你不会希望一个真实的 Web 服务器在只服务两个请求后关闭。这段代码只是演示优雅停机与清理功能在正常工作。

take 方法定义在 Iterator trait 中,将迭代限制为最多前两个项目。ThreadPool 将在 main 结束时超出作用域,并且 drop 实现将运行。

使用 cargo run 启动服务器,并发出三个请求。第三个请求应该出错,在你的终端中,你应该会看到类似于以下的输出:

$ cargo run
   Compiling hello v0.1.0 (file:///projects/hello)
    Finished `dev` profile [unoptimized + debuginfo] target(s) in 0.41s
     Running `target/debug/hello`
Worker 0 got a job; executing.
Shutting down.
Shutting down worker 0
Worker 3 got a job; executing.
Worker 1 disconnected; shutting down.
Worker 2 disconnected; shutting down.
Worker 3 disconnected; shutting down.

# # #

◆ **任务说明 1**: 把阅读文段里终端输出中以“Worker”开头的行全部列出来。
◆ **任务说明 2**:
根据阅读文段回答下面几个问题:
(a) take 方法定义在哪个 trait 中?
(b) 启动服务器后要发出几个请求?
(c) 输出里正在编译的包名和版本是什么?
◆ **任务说明 3**: 接着这段讲 Rust 服务器优雅停机的阅读文段往下写。
这份清单和上面讲服务器停机的阅读文段没有关系。

◆ **资料清单**:
# # #

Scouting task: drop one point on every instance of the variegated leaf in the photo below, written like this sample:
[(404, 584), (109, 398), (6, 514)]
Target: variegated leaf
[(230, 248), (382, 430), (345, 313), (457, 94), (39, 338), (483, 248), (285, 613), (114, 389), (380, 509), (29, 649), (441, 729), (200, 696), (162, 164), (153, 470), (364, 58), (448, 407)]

# # #

◆ **参考回答 1**:
Worker 0 got a job; executing.
Worker 3 got a job; executing.
Worker 1 disconnected; shutting down.
Worker 2 disconnected; shutting down.
Worker 3 disconnected; shutting down.

◆ **参考回答 2**:
(a) Iterator trait。
(b) 三个。
(c) hello v0.1.0。

◆ **参考回答 3**:
Worker 0 disconnected; shutting down.
Shutting down worker 1
Shutting down worker 2
Shutting down worker 3

你可能会看到不同的 Worker ID 顺序和消息打印。我们可以从消息中看出这段代码是如何工作的:Worker 实例 0 和 3 获得了前两个请求。服务器在第二个连接后停止接受连接,并且在 Worker 3 甚至开始其任务之前,ThreadPool 上的 Drop 实现就开始执行。丢弃 sender 会断开所有 Worker 实例的连接,并告诉它们关闭。每个 Worker 实例在断开连接时打印一条消息,然后线程池调用 join 等待每个 Worker 线程完成。

注意此特定执行的一个有趣方面:ThreadPool 丢弃了 sender,并且在任何 Worker 收到错误之前,我们尝试 join Worker 0Worker 0 尚未从 recv 获得错误,因此主线程阻塞,等待 Worker 0 完成。与此同时,Worker 3 收到了一个任务,然后所有线程都收到了错误。当 Worker 0 完成时,主线程等待其余的 Worker 实例完成。这时,它们都已经退出了循环并停止了。

恭喜!我们现在已经完成了项目;我们有了一个使用线程池异步响应的基础 Web 服务器。我们能够执行服务器的优雅停机,这会清理池中的所有线程。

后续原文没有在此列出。